_EXERCISE AIM_. Exactly one number should make up the answer: how many lines of the listing contain the string "couch".

_DATA FOR PROCESSING_.

-- Opening Marker --

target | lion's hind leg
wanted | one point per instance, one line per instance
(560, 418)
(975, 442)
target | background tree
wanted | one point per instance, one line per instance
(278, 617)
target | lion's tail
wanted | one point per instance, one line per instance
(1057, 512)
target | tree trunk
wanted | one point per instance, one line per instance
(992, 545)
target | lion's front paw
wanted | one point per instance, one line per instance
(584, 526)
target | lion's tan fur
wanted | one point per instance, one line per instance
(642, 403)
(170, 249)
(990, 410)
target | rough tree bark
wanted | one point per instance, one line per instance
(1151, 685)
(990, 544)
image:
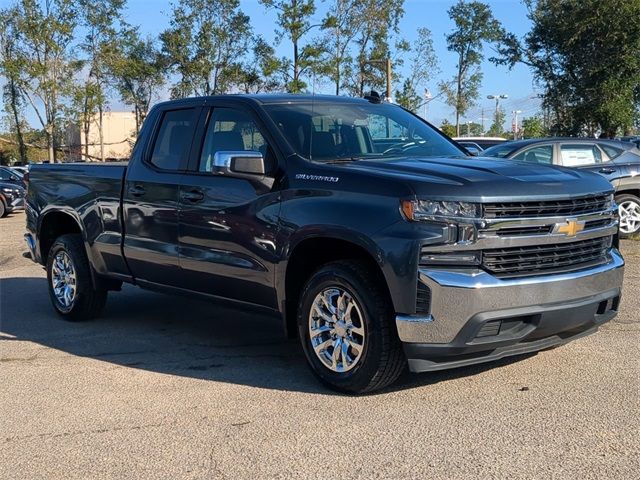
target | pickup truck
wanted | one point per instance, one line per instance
(377, 241)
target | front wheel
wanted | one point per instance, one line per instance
(346, 324)
(69, 278)
(629, 212)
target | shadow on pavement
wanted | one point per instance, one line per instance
(177, 336)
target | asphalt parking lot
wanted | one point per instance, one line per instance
(167, 387)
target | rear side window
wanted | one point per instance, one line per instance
(173, 139)
(542, 154)
(581, 154)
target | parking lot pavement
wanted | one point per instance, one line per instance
(165, 387)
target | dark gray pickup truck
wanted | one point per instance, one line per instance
(375, 238)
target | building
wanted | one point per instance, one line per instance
(119, 135)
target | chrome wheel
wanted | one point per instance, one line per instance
(629, 212)
(336, 329)
(63, 279)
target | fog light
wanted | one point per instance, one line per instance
(469, 258)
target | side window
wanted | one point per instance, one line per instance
(581, 154)
(231, 130)
(173, 139)
(542, 154)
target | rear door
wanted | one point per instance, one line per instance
(151, 197)
(228, 225)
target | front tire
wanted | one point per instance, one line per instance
(346, 324)
(629, 212)
(70, 285)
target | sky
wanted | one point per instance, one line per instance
(153, 17)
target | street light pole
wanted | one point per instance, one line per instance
(515, 123)
(497, 98)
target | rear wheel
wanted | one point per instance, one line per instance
(347, 328)
(69, 278)
(629, 212)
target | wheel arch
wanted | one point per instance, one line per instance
(308, 253)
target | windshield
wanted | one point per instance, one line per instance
(350, 131)
(500, 151)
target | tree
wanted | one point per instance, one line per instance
(533, 127)
(205, 44)
(475, 25)
(380, 19)
(294, 20)
(586, 56)
(99, 18)
(424, 65)
(12, 67)
(448, 129)
(497, 127)
(45, 34)
(137, 70)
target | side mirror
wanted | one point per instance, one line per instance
(473, 151)
(239, 164)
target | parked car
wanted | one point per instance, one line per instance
(353, 220)
(11, 197)
(473, 148)
(618, 162)
(8, 175)
(482, 142)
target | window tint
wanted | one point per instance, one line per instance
(612, 151)
(230, 130)
(542, 154)
(329, 131)
(174, 138)
(576, 155)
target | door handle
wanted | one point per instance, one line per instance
(193, 196)
(137, 191)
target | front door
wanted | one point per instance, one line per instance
(228, 225)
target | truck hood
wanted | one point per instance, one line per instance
(485, 179)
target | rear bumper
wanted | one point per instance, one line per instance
(476, 317)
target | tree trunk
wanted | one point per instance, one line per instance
(22, 148)
(101, 132)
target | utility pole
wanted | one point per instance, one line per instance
(515, 123)
(388, 79)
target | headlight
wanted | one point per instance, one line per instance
(416, 210)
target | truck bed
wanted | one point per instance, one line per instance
(91, 193)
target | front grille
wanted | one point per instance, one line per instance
(578, 206)
(541, 259)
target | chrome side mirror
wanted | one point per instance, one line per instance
(238, 164)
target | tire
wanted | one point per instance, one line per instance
(84, 301)
(373, 334)
(629, 212)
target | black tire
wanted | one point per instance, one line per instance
(88, 301)
(382, 359)
(627, 198)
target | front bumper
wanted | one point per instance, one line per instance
(476, 317)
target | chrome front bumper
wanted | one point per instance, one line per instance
(458, 297)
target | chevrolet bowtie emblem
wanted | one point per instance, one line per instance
(570, 228)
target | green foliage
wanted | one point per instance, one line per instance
(138, 71)
(475, 25)
(423, 66)
(294, 22)
(533, 127)
(448, 129)
(496, 129)
(205, 44)
(586, 55)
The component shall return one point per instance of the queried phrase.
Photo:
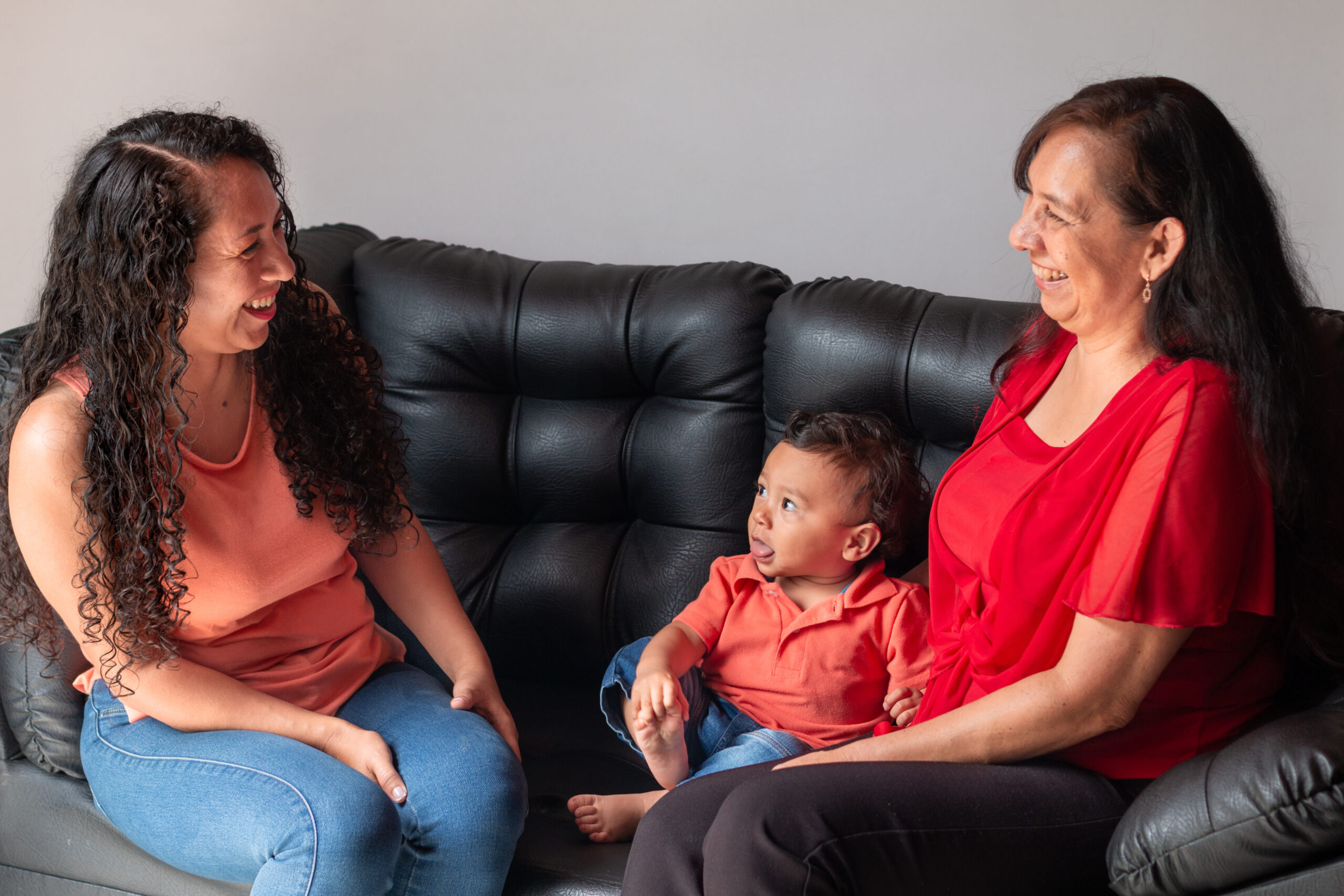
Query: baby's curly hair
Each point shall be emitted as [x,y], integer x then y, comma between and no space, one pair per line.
[866,448]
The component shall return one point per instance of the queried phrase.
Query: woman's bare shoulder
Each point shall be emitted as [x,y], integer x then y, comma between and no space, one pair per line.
[51,430]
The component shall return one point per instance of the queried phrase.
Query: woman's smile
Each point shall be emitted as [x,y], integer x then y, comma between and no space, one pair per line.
[1047,276]
[262,308]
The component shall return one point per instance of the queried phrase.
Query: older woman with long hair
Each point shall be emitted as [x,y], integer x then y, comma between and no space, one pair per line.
[1101,561]
[197,464]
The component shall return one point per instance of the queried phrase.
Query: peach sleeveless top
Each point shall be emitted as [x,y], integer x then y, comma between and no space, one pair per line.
[272,598]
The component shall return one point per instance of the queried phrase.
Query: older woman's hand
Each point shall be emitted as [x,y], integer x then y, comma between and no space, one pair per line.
[902,704]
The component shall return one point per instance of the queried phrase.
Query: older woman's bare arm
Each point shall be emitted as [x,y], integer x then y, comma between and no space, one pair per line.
[1107,671]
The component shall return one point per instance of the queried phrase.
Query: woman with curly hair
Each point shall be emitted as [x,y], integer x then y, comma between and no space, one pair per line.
[197,467]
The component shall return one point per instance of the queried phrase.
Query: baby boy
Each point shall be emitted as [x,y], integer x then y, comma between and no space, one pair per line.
[800,644]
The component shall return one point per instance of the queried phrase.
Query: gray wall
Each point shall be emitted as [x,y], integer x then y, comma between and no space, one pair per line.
[824,139]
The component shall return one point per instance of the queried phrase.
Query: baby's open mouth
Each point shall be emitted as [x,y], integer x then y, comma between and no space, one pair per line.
[761,551]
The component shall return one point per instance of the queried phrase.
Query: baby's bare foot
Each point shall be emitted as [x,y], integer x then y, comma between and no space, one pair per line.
[663,746]
[609,820]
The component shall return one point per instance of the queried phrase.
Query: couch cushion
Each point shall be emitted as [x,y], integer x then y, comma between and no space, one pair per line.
[918,358]
[45,712]
[328,257]
[1263,806]
[49,825]
[584,438]
[8,745]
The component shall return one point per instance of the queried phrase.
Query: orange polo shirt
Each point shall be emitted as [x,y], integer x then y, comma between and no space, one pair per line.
[820,673]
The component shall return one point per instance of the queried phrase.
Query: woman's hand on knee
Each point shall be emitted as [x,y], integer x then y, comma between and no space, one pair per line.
[481,695]
[366,753]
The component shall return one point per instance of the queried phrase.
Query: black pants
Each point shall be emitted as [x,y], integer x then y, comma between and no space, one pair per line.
[891,828]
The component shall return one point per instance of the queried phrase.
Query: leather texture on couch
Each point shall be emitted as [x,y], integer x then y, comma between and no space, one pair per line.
[584,441]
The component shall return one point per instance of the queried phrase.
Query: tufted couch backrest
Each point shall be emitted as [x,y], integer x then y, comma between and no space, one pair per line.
[584,437]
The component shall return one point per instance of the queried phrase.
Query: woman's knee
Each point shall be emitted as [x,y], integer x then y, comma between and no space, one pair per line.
[478,790]
[354,823]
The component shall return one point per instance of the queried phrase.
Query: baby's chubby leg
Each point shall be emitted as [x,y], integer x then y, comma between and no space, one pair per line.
[612,818]
[655,715]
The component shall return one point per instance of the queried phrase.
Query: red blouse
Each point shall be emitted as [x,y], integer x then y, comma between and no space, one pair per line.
[1153,515]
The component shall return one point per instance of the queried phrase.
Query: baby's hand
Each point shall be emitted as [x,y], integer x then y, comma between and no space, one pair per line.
[658,695]
[902,704]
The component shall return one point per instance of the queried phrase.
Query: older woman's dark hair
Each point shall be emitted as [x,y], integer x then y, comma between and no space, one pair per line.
[1235,296]
[866,448]
[114,301]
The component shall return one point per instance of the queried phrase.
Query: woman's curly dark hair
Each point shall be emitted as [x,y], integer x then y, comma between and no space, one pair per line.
[116,300]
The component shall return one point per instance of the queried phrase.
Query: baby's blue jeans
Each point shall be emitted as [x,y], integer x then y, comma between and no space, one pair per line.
[718,735]
[260,808]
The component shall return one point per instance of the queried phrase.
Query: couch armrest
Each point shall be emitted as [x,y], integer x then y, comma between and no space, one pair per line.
[1265,805]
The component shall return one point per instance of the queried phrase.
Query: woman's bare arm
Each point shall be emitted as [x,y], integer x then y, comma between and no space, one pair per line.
[1107,671]
[45,462]
[411,577]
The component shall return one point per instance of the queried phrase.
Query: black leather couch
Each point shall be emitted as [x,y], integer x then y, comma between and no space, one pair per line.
[584,440]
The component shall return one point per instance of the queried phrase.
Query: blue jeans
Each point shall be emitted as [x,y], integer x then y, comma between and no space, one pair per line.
[260,808]
[718,735]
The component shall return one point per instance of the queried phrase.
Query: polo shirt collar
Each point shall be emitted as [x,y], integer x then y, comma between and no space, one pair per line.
[869,586]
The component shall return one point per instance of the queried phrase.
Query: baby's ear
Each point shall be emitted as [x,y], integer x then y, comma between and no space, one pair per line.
[862,542]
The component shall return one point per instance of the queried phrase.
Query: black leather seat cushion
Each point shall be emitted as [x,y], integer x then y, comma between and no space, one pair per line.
[50,828]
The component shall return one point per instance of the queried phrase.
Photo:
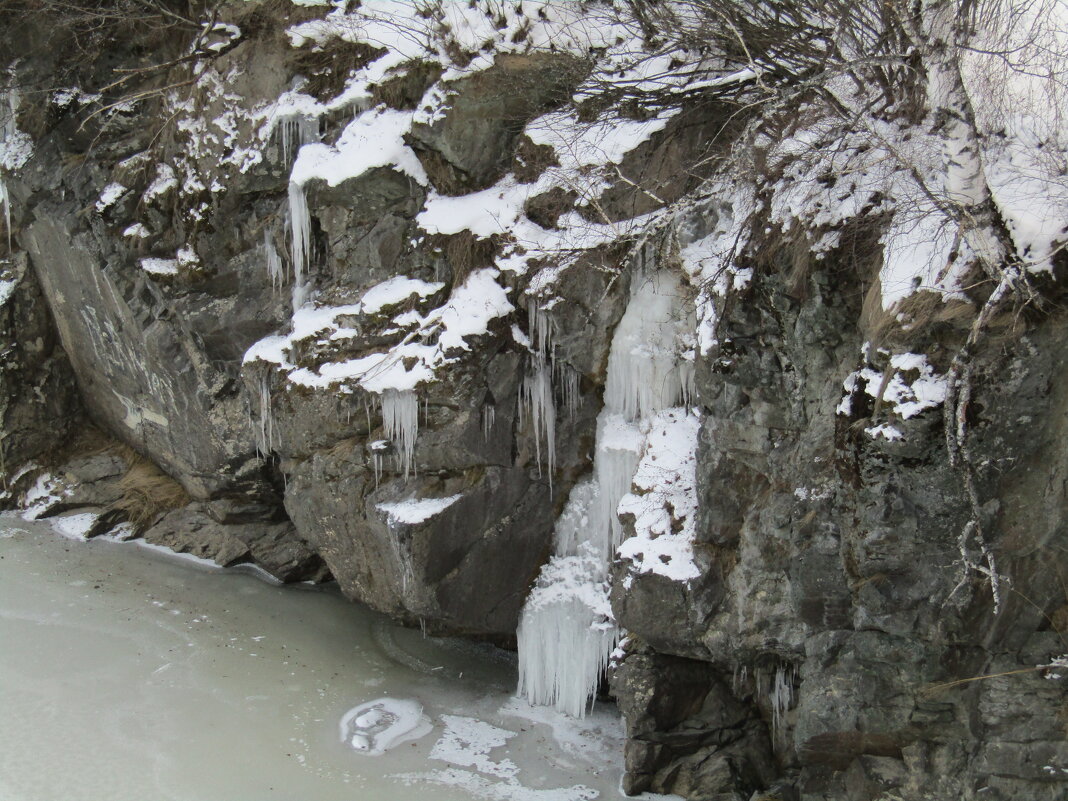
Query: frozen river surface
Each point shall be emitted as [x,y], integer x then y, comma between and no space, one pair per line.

-- Closing Marker --

_SOLUTION TO THIS EXERCISE_. 5